◆ **Work to complete**
Each entry below is to be duplicated verbatim.

◆ **Information provided**
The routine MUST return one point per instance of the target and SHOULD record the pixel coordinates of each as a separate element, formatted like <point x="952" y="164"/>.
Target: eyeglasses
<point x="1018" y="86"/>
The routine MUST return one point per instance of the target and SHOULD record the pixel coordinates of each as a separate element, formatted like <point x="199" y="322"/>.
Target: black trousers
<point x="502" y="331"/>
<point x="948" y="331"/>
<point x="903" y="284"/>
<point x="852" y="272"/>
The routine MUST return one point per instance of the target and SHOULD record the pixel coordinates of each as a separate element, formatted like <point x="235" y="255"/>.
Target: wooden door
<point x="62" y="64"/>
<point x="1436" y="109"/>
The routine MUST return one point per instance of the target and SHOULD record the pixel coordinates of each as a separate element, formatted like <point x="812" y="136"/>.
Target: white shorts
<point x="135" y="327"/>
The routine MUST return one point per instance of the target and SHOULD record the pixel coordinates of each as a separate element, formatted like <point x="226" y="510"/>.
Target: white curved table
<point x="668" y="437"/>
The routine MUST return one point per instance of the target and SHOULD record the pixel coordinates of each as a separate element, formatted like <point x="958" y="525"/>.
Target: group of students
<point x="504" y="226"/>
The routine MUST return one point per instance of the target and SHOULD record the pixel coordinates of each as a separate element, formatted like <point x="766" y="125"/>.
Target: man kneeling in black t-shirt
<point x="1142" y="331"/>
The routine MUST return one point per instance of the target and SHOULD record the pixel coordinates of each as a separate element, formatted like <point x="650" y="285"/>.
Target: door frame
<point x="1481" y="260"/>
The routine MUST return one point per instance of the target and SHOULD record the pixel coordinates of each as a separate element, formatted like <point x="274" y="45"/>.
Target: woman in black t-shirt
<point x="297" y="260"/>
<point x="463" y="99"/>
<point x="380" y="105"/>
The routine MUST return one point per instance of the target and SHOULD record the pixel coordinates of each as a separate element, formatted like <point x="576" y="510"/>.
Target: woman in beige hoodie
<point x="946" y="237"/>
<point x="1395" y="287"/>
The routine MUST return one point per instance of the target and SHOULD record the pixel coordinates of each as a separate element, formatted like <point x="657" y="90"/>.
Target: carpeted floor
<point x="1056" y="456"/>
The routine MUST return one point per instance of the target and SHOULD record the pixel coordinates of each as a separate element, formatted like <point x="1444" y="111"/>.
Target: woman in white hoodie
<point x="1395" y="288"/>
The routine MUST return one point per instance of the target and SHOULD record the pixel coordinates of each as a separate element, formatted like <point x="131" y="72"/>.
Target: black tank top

◆ **Response to the exercise**
The routine MUST return one point per instance of the target and SHOULD record the pixel coordinates of each as a separate element, formatted like <point x="952" y="164"/>.
Target: eyeglasses
<point x="1018" y="86"/>
The routine MUST return one point per instance of the target and SHOULD record the pixel coordinates of each as a separate element, formatted like <point x="199" y="322"/>.
Target: black trousers
<point x="502" y="331"/>
<point x="948" y="331"/>
<point x="903" y="284"/>
<point x="852" y="272"/>
The routine MUST return one point per instance of the target and SHOULD record the pixel coordinates of each as a separate element, formatted like <point x="235" y="255"/>.
Target: wooden door
<point x="62" y="64"/>
<point x="1436" y="109"/>
The routine MUST return one point per instance of the target and SHOULD record the pixel coordinates of each as a separate element, formatted like <point x="812" y="136"/>.
Target: white shorts
<point x="135" y="327"/>
The routine MUST return one point per instance of the target and SHOULD record the pixel coordinates of each as a separate element, formatted like <point x="226" y="510"/>.
Target: white curved table
<point x="668" y="437"/>
The routine MUST return one point per instance of the target and SHOULD record the pixel coordinates of each as a separate element, formatted like <point x="958" y="525"/>.
Target: group of students
<point x="504" y="226"/>
The routine MUST return one point per instance of the target and SHOULD record the pixel coordinates of each as a separate element, formatted like <point x="766" y="125"/>.
Target: man kneeling in black t-shirt
<point x="1142" y="331"/>
The routine MUST return one point per instance of the target and SHOULD record the pixel coordinates of each as a separate element, formatted like <point x="650" y="285"/>.
Target: door frame
<point x="1481" y="260"/>
The routine MUST return one point per instance of the target and SHOULD record the pixel coordinates of each as a separate element, formatted like <point x="274" y="45"/>.
Target: woman in black t-shirt
<point x="297" y="260"/>
<point x="463" y="99"/>
<point x="380" y="105"/>
The routine MUST return one point per instance of the target and SHOULD record the pixel coordinates of each as a separate element, formatted like <point x="576" y="510"/>.
Target: woman in beige hoodie
<point x="946" y="237"/>
<point x="1395" y="287"/>
The routine MUST return one point per instance of the target and SHOULD record the pixel coordinates of each as a separate element, formatted like <point x="657" y="90"/>.
Target: carpeted floor
<point x="1056" y="456"/>
The routine MUST return one point per instance of the target and SHOULD record the pixel coordinates of each as a separate element, formatted like <point x="1444" y="111"/>.
Target: woman in white hoodie
<point x="1395" y="288"/>
The routine MUST return one point per instance of the target and SHOULD record the pixel coordinates of each as a separate element, formatted like <point x="131" y="72"/>.
Target: black tank top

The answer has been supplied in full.